Saved entries
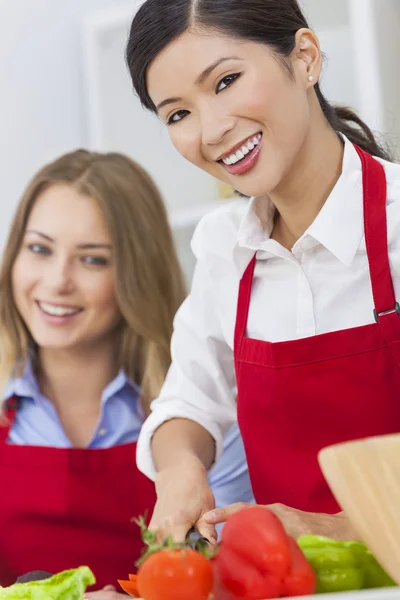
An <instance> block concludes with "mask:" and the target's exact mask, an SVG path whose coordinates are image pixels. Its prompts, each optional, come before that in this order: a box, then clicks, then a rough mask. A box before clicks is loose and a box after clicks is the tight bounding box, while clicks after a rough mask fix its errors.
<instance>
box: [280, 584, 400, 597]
mask: <svg viewBox="0 0 400 600" xmlns="http://www.w3.org/2000/svg"><path fill="white" fill-rule="evenodd" d="M301 599H302V600H320V599H321V600H400V587H396V588H387V589H376V590H362V591H357V592H343V593H341V594H316V595H314V596H301ZM287 600H290V599H287ZM291 600H299V598H298V597H297V599H294V598H292V599H291Z"/></svg>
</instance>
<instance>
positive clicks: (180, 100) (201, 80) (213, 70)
mask: <svg viewBox="0 0 400 600" xmlns="http://www.w3.org/2000/svg"><path fill="white" fill-rule="evenodd" d="M227 60H240V59H239V57H238V56H224V57H221V58H218V59H217V60H216V61H214V62H213V63H212V64H211V65H209V66H208V67H206V68H205V69H204V71H202V72H201V73H200V75H199V76H198V77H197V79H196V81H195V84H196V85H200V84H202V83H203V81H205V80H206V79H207V77H209V76H210V75H211V73H212V72H213V71H214V69H216V68H217V67H218V66H219V65H220V64H221V63H223V62H225V61H227ZM181 100H182V98H180V97H176V98H166V99H165V100H163V101H162V102H160V104H157V106H156V109H157V111H159V110H160V108H163V106H167V104H174V103H175V102H180V101H181Z"/></svg>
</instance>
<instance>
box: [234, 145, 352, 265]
mask: <svg viewBox="0 0 400 600" xmlns="http://www.w3.org/2000/svg"><path fill="white" fill-rule="evenodd" d="M343 139H344V143H345V148H344V157H343V166H342V174H341V176H340V177H339V179H338V181H337V183H336V185H335V187H334V188H333V190H332V192H331V193H330V195H329V197H328V199H327V200H326V202H325V204H324V206H323V207H322V209H321V211H320V212H319V214H318V215H317V217H316V219H315V220H314V222H313V223H312V224H311V225H310V227H309V228H308V229H307V231H306V232H305V233H304V234H303V236H302V237H301V238H300V239H299V240H298V241H297V242H296V246H298V245H299V244H301V243H305V244H306V245H307V247H310V246H312V245H315V244H318V243H319V244H321V245H322V246H324V247H325V248H326V249H327V250H328V251H329V252H331V253H332V254H333V255H334V256H336V258H338V260H340V261H341V262H342V263H343V264H344V265H345V266H347V267H348V266H350V265H351V263H352V261H353V259H354V256H355V254H356V252H357V248H358V246H359V245H360V242H361V239H362V237H363V233H364V222H363V194H362V172H361V161H360V158H359V156H358V154H357V151H356V149H355V148H354V146H353V144H352V143H351V142H350V141H349V140H348V139H347V138H346V137H345V136H343ZM274 214H275V208H274V206H273V204H272V202H271V201H270V199H269V198H268V197H262V198H252V199H251V200H250V202H249V206H248V209H247V211H246V213H245V215H244V217H243V219H242V222H241V225H240V227H239V232H238V237H237V244H236V248H235V257H236V263H237V266H238V268H239V269H240V270H241V271H242V270H243V265H242V264H241V263H242V262H245V261H246V260H247V262H248V256H247V255H246V257H244V256H243V260H242V257H241V256H240V252H239V251H238V249H239V248H240V249H247V250H251V251H252V253H254V252H257V251H258V250H268V246H270V245H271V243H273V240H270V236H271V232H272V227H273V217H274ZM262 223H264V226H263V225H262Z"/></svg>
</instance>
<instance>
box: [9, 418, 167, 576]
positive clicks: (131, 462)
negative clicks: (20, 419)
mask: <svg viewBox="0 0 400 600" xmlns="http://www.w3.org/2000/svg"><path fill="white" fill-rule="evenodd" d="M14 415H15V410H10V411H9V413H8V417H9V418H10V419H11V421H12V420H13V418H14ZM8 431H9V428H8V427H0V486H1V493H0V532H1V533H0V585H3V586H5V585H10V584H12V583H14V582H15V580H16V578H17V577H18V576H19V575H22V574H23V573H27V572H29V571H33V570H37V569H38V570H43V571H49V572H50V573H57V572H58V571H62V570H64V569H72V568H75V567H78V566H80V565H88V566H89V567H90V568H91V569H92V570H93V572H94V573H95V575H96V579H97V584H96V588H102V587H104V586H105V585H110V584H111V585H117V583H116V581H117V579H126V578H127V577H128V573H132V572H135V561H136V560H137V558H138V557H139V554H140V551H141V548H142V543H141V540H140V533H139V528H138V527H137V525H135V524H134V523H132V522H131V518H132V517H138V516H140V515H144V514H145V513H146V512H147V513H148V514H149V516H151V513H152V511H153V508H154V504H155V500H156V495H155V489H154V484H153V482H151V481H150V480H149V479H147V478H146V477H145V476H144V475H142V474H141V473H140V472H139V471H138V469H137V467H136V443H131V444H126V445H123V446H116V447H113V448H109V449H99V450H97V449H96V450H92V449H89V450H87V449H84V450H81V449H57V448H44V447H35V446H15V445H9V444H7V443H6V441H7V437H8Z"/></svg>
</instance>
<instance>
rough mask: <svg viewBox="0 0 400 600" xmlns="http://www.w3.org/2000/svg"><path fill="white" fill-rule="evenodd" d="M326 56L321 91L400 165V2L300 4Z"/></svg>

Directive: When you reach a picture in the records above, pass over it and transcribe the rest exactly.

The answer:
An <instance> block concludes with "mask:" and the target's exact mask, an SVG path whose coordinates are image pixels. Its prompts, each optional, come before that in this order: a box, then clicks, then a rough mask. A box before clicks is loose and a box after clicks is the tight bounding box, while clicks after a rough mask fix its errors.
<instance>
box: [280, 584, 400, 597]
mask: <svg viewBox="0 0 400 600" xmlns="http://www.w3.org/2000/svg"><path fill="white" fill-rule="evenodd" d="M301 599H302V600H320V599H321V600H400V587H396V588H387V589H376V590H362V591H357V592H343V593H341V594H316V595H314V596H301ZM287 600H290V599H287ZM291 600H299V598H298V597H297V599H294V598H292V599H291Z"/></svg>
</instance>
<instance>
positive clicks: (180, 100) (201, 80) (213, 70)
mask: <svg viewBox="0 0 400 600" xmlns="http://www.w3.org/2000/svg"><path fill="white" fill-rule="evenodd" d="M227 60H240V59H239V57H238V56H224V57H221V58H218V59H217V60H216V61H214V62H213V63H212V64H211V65H209V66H208V67H206V68H205V69H204V71H202V72H201V73H200V75H199V76H198V77H197V79H196V81H195V84H196V85H200V84H202V83H203V81H205V80H206V79H207V77H209V76H210V75H211V73H212V72H213V71H214V69H216V68H217V67H218V66H219V65H220V64H221V63H223V62H225V61H227ZM181 100H182V98H180V97H176V98H166V99H165V100H163V101H162V102H160V104H157V106H156V109H157V111H159V110H160V108H163V106H167V104H174V103H175V102H180V101H181Z"/></svg>
</instance>
<instance>
box: [234, 145, 352, 265]
mask: <svg viewBox="0 0 400 600" xmlns="http://www.w3.org/2000/svg"><path fill="white" fill-rule="evenodd" d="M343 139H344V143H345V148H344V157H343V166H342V174H341V176H340V177H339V179H338V181H337V183H336V185H335V187H334V188H333V190H332V192H331V193H330V195H329V197H328V199H327V200H326V202H325V204H324V206H323V207H322V209H321V211H320V212H319V214H318V215H317V217H316V219H315V220H314V222H313V223H312V224H311V225H310V227H309V228H308V229H307V231H306V232H305V233H304V234H303V236H302V237H301V238H300V239H299V240H298V241H297V242H296V246H298V245H299V244H301V243H305V244H306V245H307V247H310V246H312V245H315V244H318V243H319V244H321V245H322V246H324V247H325V248H326V249H327V250H328V251H329V252H331V253H332V254H333V255H334V256H336V258H338V260H340V261H341V262H342V263H343V264H344V265H345V266H347V267H348V266H350V265H351V263H352V261H353V259H354V256H355V254H356V252H357V248H358V246H359V245H360V242H361V239H362V237H363V233H364V222H363V194H362V172H361V161H360V158H359V156H358V154H357V151H356V149H355V148H354V146H353V144H352V143H351V142H350V141H349V140H348V139H347V138H346V137H345V136H343ZM274 214H275V208H274V206H273V204H272V202H271V201H270V199H269V198H268V197H262V198H252V199H251V200H250V202H249V206H248V209H247V211H246V213H245V215H244V217H243V219H242V222H241V225H240V227H239V232H238V237H237V244H236V248H235V257H236V263H237V266H238V268H239V269H240V270H241V271H242V270H243V265H242V264H241V263H242V262H245V261H246V260H247V262H248V256H247V255H246V257H244V256H243V260H242V257H241V256H240V252H239V251H238V249H239V248H240V249H247V250H251V251H252V253H254V252H257V251H258V250H268V246H270V245H271V243H273V240H270V236H271V232H272V227H273V217H274ZM262 223H264V226H263V225H262Z"/></svg>
</instance>
<instance>
box: [9, 418, 167, 576]
positive clicks: (131, 462)
negative clicks: (20, 419)
mask: <svg viewBox="0 0 400 600" xmlns="http://www.w3.org/2000/svg"><path fill="white" fill-rule="evenodd" d="M14 415H15V410H10V411H9V413H8V417H9V418H10V419H11V421H12V420H13V418H14ZM8 431H9V428H8V427H0V486H1V493H0V532H1V533H0V585H3V586H5V585H10V584H12V583H14V582H15V580H16V578H17V577H18V576H19V575H22V574H23V573H27V572H29V571H33V570H37V569H38V570H43V571H49V572H50V573H57V572H58V571H62V570H64V569H72V568H75V567H78V566H80V565H88V566H89V567H90V568H91V569H92V570H93V572H94V573H95V575H96V579H97V584H96V588H102V587H104V586H105V585H110V584H111V585H117V583H116V581H117V579H126V578H127V577H128V573H132V572H135V561H136V560H137V558H138V557H139V554H140V551H141V548H142V543H141V540H140V533H139V528H138V527H137V525H135V524H134V523H132V522H131V518H132V517H138V516H140V515H144V514H145V513H146V512H147V513H148V514H149V516H151V513H152V511H153V508H154V504H155V500H156V495H155V489H154V484H153V482H151V481H150V480H149V479H147V478H146V477H145V476H144V475H142V474H141V473H140V472H139V471H138V469H137V467H136V443H131V444H126V445H123V446H116V447H113V448H109V449H99V450H97V449H96V450H92V449H89V450H87V449H84V450H81V449H57V448H44V447H35V446H15V445H9V444H7V443H6V441H7V437H8Z"/></svg>
</instance>
<instance>
rough mask: <svg viewBox="0 0 400 600" xmlns="http://www.w3.org/2000/svg"><path fill="white" fill-rule="evenodd" d="M326 56L321 91L400 165V2L300 4Z"/></svg>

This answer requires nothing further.